▶ [TASK PROMPT]:
Render each line of the listing below as a Markdown table with the columns Row and Line, numbering the rows in order and omitting blank lines.
+++ MATERIALS PROVIDED +++
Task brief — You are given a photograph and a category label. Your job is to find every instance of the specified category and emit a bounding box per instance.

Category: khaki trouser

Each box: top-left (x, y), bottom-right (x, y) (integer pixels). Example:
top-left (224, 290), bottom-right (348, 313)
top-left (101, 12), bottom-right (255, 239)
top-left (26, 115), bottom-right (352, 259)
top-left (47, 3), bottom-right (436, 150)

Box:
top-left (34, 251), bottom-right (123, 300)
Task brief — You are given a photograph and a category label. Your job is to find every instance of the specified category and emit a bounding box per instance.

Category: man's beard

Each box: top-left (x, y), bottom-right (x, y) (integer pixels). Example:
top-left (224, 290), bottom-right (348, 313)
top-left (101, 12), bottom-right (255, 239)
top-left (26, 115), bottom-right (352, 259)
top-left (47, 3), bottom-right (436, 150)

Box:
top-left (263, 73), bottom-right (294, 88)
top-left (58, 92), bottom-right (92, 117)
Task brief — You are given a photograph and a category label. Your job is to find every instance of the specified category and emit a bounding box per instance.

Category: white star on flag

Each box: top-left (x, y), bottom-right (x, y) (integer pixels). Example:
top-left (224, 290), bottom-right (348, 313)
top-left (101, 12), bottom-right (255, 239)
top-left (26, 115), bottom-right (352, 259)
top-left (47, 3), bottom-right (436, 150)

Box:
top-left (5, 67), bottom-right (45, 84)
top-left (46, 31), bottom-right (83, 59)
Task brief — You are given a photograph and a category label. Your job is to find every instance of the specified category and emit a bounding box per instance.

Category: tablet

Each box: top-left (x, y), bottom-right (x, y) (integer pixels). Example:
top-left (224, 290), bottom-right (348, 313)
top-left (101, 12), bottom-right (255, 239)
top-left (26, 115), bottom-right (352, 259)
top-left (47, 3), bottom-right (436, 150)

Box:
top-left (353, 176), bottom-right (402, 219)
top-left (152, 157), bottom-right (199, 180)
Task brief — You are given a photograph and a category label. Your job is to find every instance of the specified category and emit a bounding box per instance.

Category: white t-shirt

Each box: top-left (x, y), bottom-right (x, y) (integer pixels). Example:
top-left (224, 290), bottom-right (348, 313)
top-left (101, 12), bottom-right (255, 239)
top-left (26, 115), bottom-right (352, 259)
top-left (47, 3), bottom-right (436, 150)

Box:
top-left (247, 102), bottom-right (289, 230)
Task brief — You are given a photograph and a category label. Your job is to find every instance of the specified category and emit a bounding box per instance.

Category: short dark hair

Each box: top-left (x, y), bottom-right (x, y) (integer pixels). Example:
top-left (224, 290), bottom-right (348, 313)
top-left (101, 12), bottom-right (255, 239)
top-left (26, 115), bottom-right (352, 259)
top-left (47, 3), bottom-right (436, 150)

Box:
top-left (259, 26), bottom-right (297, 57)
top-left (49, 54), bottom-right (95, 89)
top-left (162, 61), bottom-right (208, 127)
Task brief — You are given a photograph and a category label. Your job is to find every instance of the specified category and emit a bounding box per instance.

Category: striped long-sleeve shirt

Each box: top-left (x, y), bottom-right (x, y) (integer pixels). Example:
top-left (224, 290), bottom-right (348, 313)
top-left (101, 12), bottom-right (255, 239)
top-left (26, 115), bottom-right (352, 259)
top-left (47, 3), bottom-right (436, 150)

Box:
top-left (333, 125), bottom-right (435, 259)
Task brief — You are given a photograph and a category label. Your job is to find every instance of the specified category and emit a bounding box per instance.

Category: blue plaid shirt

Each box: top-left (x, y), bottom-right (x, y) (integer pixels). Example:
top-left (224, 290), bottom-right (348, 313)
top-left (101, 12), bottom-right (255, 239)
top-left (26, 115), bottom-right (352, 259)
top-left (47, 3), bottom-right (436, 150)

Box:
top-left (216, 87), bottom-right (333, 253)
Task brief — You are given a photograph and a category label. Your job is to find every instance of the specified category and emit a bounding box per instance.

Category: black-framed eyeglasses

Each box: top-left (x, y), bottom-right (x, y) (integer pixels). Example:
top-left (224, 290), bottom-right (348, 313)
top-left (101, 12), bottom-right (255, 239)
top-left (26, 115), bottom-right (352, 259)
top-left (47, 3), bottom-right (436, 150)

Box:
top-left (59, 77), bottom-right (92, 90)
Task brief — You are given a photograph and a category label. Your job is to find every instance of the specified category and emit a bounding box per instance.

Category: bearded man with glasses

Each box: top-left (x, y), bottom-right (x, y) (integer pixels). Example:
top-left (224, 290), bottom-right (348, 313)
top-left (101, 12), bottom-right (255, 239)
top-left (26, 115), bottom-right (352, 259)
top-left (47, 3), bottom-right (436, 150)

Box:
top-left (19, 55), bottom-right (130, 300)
+++
▶ [FULL ANSWER]:
| Row | Line |
|---|---|
| 1 | Task brief — You are given a photograph and a category label. Your job is to find every instance of the specified category and emit a bounding box per instance. |
| 2 | Category: khaki trouser |
| 3 | Each box: top-left (x, y), bottom-right (x, y) (integer pixels). Example: |
| 4 | top-left (224, 290), bottom-right (348, 313) |
| 5 | top-left (101, 12), bottom-right (255, 239) |
| 6 | top-left (26, 115), bottom-right (352, 259) |
| 7 | top-left (47, 3), bottom-right (436, 150) |
| 8 | Box: |
| 9 | top-left (34, 251), bottom-right (123, 300) |
| 10 | Task brief — You are given a photograph and a category label. Your job is to find every instance of the specified category and emit a bounding box per instance. |
| 11 | Category: man's beard |
| 12 | Each box: top-left (x, y), bottom-right (x, y) (integer pixels). Example: |
| 13 | top-left (224, 290), bottom-right (348, 313) |
| 14 | top-left (101, 12), bottom-right (255, 239) |
| 15 | top-left (26, 115), bottom-right (352, 259) |
| 16 | top-left (47, 3), bottom-right (436, 150) |
| 17 | Box: |
| 18 | top-left (263, 73), bottom-right (294, 88) |
| 19 | top-left (58, 92), bottom-right (92, 117) |
| 20 | Task brief — You are given a photograph and a category label. Your job is to find every instance of the specified category and emit a bounding box per instance. |
| 21 | Category: white star on flag |
| 22 | Each box: top-left (x, y), bottom-right (x, y) (integer pixels). Example: |
| 23 | top-left (224, 290), bottom-right (348, 313) |
| 24 | top-left (101, 12), bottom-right (255, 239) |
| 25 | top-left (26, 115), bottom-right (352, 259) |
| 26 | top-left (47, 3), bottom-right (436, 150) |
| 27 | Box: |
| 28 | top-left (5, 67), bottom-right (45, 84) |
| 29 | top-left (46, 31), bottom-right (83, 59) |
| 30 | Task brief — You are given a photograph and a category label. Your job is to find every instance of the specified category and emit a bounding box per instance. |
| 31 | Category: tablet |
| 32 | Each box: top-left (x, y), bottom-right (x, y) (integer pixels). Example: |
| 33 | top-left (224, 290), bottom-right (348, 313) |
| 34 | top-left (101, 12), bottom-right (255, 239) |
| 35 | top-left (26, 115), bottom-right (352, 259) |
| 36 | top-left (47, 3), bottom-right (436, 150) |
| 37 | Box: |
| 38 | top-left (353, 176), bottom-right (402, 219) |
| 39 | top-left (152, 157), bottom-right (199, 180) |
| 40 | Task brief — You are given a photograph and a category label. Your job is to find every instance of the specified category and emit a bounding box per instance. |
| 41 | Category: white t-shirt |
| 42 | Each box: top-left (x, y), bottom-right (x, y) (integer pixels). Example: |
| 43 | top-left (224, 290), bottom-right (348, 313) |
| 44 | top-left (101, 12), bottom-right (255, 239) |
| 45 | top-left (26, 115), bottom-right (352, 259) |
| 46 | top-left (47, 3), bottom-right (436, 150) |
| 47 | Box: |
| 48 | top-left (247, 102), bottom-right (289, 230) |
| 49 | Task brief — You are given a photograph and a category label. Your job is to find every instance of the specified category and emit a bounding box per instance. |
| 50 | Category: short dark hair |
| 51 | Each box: top-left (x, y), bottom-right (x, y) (integer pixels). Example: |
| 52 | top-left (224, 290), bottom-right (348, 313) |
| 53 | top-left (101, 12), bottom-right (255, 239) |
| 54 | top-left (26, 115), bottom-right (352, 259) |
| 55 | top-left (47, 3), bottom-right (436, 150) |
| 56 | Box: |
| 57 | top-left (259, 26), bottom-right (297, 57) |
| 58 | top-left (49, 54), bottom-right (95, 89) |
| 59 | top-left (162, 61), bottom-right (208, 127) |
| 60 | Task brief — You are given a photograph and a category label. Your job is to find every instance of the specified category and emit a bounding box per instance. |
| 61 | Category: striped long-sleeve shirt |
| 62 | Each box: top-left (x, y), bottom-right (x, y) (integer pixels). Example: |
| 63 | top-left (224, 290), bottom-right (348, 313) |
| 64 | top-left (101, 12), bottom-right (255, 239) |
| 65 | top-left (26, 115), bottom-right (352, 259) |
| 66 | top-left (47, 3), bottom-right (436, 150) |
| 67 | Box: |
| 68 | top-left (333, 125), bottom-right (435, 259) |
| 69 | Task brief — You are given a photograph and a category label. Your job is to find every instance of the specified category and emit a bounding box per instance. |
| 70 | Category: blue plaid shirt |
| 71 | Each box: top-left (x, y), bottom-right (x, y) (integer pixels). Example: |
| 72 | top-left (224, 290), bottom-right (348, 313) |
| 73 | top-left (101, 12), bottom-right (255, 239) |
| 74 | top-left (26, 115), bottom-right (352, 259) |
| 75 | top-left (47, 3), bottom-right (436, 150) |
| 76 | Box: |
| 77 | top-left (216, 87), bottom-right (333, 253) |
| 78 | Task brief — You are given a photograph and a category label. Your job is to find every instance of the specified category and emit a bounding box per instance. |
| 79 | Category: black-framed eyeglasses |
| 80 | Each box: top-left (x, y), bottom-right (x, y) (integer pixels). Example: |
| 81 | top-left (224, 290), bottom-right (348, 313) |
| 82 | top-left (101, 12), bottom-right (255, 239) |
| 83 | top-left (26, 115), bottom-right (352, 259) |
| 84 | top-left (47, 3), bottom-right (436, 150) |
| 85 | Box: |
| 86 | top-left (59, 77), bottom-right (92, 90) |
| 87 | Task brief — You are given a photograph and a category label. Your job is to find every instance of the specified category and emit a bounding box per instance. |
| 88 | Category: bearded man with glasses |
| 89 | Each box: top-left (x, y), bottom-right (x, y) (integer pixels). Example: |
| 90 | top-left (224, 290), bottom-right (348, 313) |
| 91 | top-left (101, 12), bottom-right (255, 239) |
| 92 | top-left (26, 115), bottom-right (352, 259) |
| 93 | top-left (47, 3), bottom-right (436, 150) |
| 94 | Box: |
| 95 | top-left (19, 55), bottom-right (130, 300) |